What is expected
Reproduce the data below line for line, with no changes.

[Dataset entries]
* Begin *

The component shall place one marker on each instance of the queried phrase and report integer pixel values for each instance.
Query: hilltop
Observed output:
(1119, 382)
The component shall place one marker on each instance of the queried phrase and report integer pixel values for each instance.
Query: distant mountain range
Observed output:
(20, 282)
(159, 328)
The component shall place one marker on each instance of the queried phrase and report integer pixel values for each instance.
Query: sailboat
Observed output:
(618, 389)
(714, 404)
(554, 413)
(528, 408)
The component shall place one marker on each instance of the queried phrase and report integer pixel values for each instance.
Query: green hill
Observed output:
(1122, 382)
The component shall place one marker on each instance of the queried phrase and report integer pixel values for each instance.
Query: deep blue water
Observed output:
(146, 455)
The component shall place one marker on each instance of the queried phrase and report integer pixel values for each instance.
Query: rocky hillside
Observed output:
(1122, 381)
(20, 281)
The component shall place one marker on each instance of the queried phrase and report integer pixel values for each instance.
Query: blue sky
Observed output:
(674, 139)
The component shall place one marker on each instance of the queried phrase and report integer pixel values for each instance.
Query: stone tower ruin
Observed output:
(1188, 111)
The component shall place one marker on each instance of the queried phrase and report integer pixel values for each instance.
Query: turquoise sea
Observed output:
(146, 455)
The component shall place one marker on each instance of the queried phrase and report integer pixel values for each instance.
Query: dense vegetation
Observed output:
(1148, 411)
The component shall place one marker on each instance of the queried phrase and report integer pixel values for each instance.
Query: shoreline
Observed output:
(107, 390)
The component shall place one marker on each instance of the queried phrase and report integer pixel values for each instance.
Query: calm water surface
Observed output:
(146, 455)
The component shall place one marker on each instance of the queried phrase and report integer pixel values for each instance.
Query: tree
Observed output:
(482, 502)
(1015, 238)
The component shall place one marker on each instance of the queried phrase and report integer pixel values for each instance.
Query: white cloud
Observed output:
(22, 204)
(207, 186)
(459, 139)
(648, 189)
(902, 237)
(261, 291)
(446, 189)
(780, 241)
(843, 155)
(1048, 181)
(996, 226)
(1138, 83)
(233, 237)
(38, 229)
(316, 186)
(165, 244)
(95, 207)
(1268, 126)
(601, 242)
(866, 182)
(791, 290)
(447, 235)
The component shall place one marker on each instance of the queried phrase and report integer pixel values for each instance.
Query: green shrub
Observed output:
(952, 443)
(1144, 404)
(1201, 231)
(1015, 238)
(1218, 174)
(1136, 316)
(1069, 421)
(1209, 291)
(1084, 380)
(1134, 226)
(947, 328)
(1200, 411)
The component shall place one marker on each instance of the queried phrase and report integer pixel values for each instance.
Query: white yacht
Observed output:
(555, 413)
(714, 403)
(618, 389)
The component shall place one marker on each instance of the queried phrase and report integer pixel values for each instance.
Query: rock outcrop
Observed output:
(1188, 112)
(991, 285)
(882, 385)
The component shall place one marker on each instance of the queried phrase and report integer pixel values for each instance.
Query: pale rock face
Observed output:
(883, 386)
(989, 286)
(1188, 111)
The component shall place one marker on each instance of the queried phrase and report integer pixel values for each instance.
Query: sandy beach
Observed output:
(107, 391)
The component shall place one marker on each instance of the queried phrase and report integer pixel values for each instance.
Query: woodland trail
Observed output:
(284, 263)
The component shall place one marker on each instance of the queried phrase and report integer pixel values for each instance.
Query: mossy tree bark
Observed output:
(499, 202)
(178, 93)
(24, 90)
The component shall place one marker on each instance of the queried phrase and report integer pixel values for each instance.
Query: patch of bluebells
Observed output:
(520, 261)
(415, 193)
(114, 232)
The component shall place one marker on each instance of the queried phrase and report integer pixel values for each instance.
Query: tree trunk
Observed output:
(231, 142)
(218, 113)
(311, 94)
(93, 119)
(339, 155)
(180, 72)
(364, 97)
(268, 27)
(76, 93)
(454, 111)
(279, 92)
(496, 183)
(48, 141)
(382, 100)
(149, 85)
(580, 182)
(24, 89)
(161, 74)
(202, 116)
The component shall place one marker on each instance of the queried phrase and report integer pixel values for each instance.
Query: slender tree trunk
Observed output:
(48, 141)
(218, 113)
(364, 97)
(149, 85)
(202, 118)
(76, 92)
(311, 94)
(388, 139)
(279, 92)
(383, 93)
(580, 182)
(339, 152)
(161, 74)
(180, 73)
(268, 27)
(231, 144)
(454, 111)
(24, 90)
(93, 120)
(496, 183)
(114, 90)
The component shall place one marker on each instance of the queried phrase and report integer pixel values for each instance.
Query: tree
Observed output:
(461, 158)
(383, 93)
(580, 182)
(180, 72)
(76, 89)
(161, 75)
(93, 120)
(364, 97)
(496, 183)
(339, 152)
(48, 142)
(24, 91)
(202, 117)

* End *

Worked solution
The component shall place one marker on each instance of the queried phrase and report integer pixel values for each instance.
Query: hilltop
Observed output:
(1119, 382)
The component shall place one marker on each instance of the queried phrase and report integer pixel values for each instance.
Query: distant mountain range
Observed output:
(20, 282)
(159, 328)
The component shall place one marker on each instance of the queried phrase and report integer pixel values for each instance.
Query: sailboat
Observed output:
(618, 389)
(714, 404)
(554, 413)
(528, 408)
The component shall place one marker on each instance of the queried phrase and report integer pixel values for each instance.
Query: green hill
Observed output:
(1122, 382)
The component shall place one marker on each instance of the queried phrase and report integer pixel values for each instance.
Query: deep blue water
Observed output:
(146, 455)
The component shall place one marker on each instance of the queried phrase and report integer pixel values for each instance.
Query: rocky hillside
Observed output:
(1122, 381)
(20, 281)
The component shall place one marker on each instance of the queried phrase and report integer pixel values for each instance.
Query: blue sky
Observed output:
(674, 139)
The component shall place one marker on each instance of the queried phrase and report integer pixel values for each instance.
Query: stone tower ruin
Observed output:
(1188, 111)
The component shall place one marker on each instance of the queried phrase and report integer pixel values for each instance.
Query: turquoise sea
Observed output:
(146, 455)
The component shall place one marker on each instance of the queried phrase and report integer pixel values for each instance.
Query: dense vegetation
Observed output:
(1148, 411)
The component shall place one marker on each instance of the queried phrase and report integer pixel values for each instance.
Query: shoreline
Observed output:
(107, 390)
The component shall place one marker on each instance of the queried phrase and report integer pixel values for each instance.
Query: calm water surface
Observed output:
(146, 455)
The component shall place one marker on each instance of the queried phrase and report integer pixel values for each instance.
Query: tree
Observed output:
(482, 502)
(1015, 238)
The component shall place one marker on each instance of the queried phrase and report integer pixel values for each instance.
Query: white cloud
Observed output:
(22, 204)
(207, 186)
(459, 139)
(648, 189)
(902, 237)
(261, 291)
(446, 189)
(780, 241)
(843, 155)
(1048, 181)
(996, 226)
(1138, 83)
(233, 237)
(38, 229)
(316, 186)
(165, 244)
(95, 207)
(1268, 126)
(601, 242)
(866, 182)
(791, 290)
(447, 235)
The component shall place one marker on each instance of the queried phrase and report integer pixel values for each instance.
Query: green shrub
Observed output:
(952, 443)
(1144, 404)
(1201, 231)
(1015, 238)
(1218, 174)
(1136, 316)
(1069, 421)
(1209, 291)
(1084, 380)
(1134, 226)
(947, 328)
(1200, 411)
The component shall place one marker on each instance of the queried phrase and report integer pixel values for each instance.
Query: white yacht
Observed output:
(555, 413)
(714, 403)
(618, 389)
The component shall place one marker on each instance of the queried phrase and report integer pixel values for each instance.
Query: rock outcrop
Observed output:
(1188, 112)
(991, 285)
(882, 385)
The component shall place one marker on each instance of the queried phrase and report integer pixel values for each instance.
Query: pale rock face
Observed output:
(883, 386)
(989, 286)
(1188, 111)
The component shall place one marker on each instance of the queried phrase and report integer pixel values for each instance.
Query: sandy beach
Observed output:
(107, 391)
The component shall place one marker on each instance of the queried phrase and report integer pixel values for each instance.
Query: woodland trail
Observed output:
(284, 263)
The component shall place one marker on each instance of the queried phrase and report integer pixel values for each instance.
Query: mossy tree bark
Observed output:
(499, 202)
(178, 93)
(24, 90)
The component shall place one marker on each instance of the queried phrase and report integer pixel values for each instance.
Query: patch of bluebells
Observed output:
(520, 261)
(415, 193)
(114, 232)
The component shall place one marker on each instance of the queried phrase and report integer pixel values for each instance.
Query: tree trunk
Observed output:
(231, 142)
(218, 113)
(311, 94)
(93, 119)
(339, 155)
(180, 72)
(364, 97)
(268, 27)
(76, 93)
(454, 111)
(279, 92)
(496, 183)
(48, 141)
(382, 100)
(149, 85)
(580, 182)
(24, 89)
(161, 74)
(202, 116)
The component shall place one marker on each instance of the queried phrase and report integer pixel values for each instance.
Query: slender tree trunk
Observed output:
(48, 141)
(218, 113)
(364, 97)
(149, 85)
(202, 118)
(76, 92)
(311, 94)
(388, 139)
(279, 92)
(383, 93)
(580, 182)
(339, 152)
(161, 74)
(180, 73)
(268, 27)
(231, 144)
(454, 111)
(24, 90)
(93, 120)
(496, 183)
(114, 90)
The component shall place one marker on each instance of the queried phrase and report integer pixel values for each instance.
Query: tree
Observed output:
(461, 158)
(383, 93)
(580, 182)
(180, 72)
(76, 89)
(161, 75)
(93, 120)
(364, 97)
(496, 183)
(339, 152)
(48, 142)
(24, 91)
(202, 117)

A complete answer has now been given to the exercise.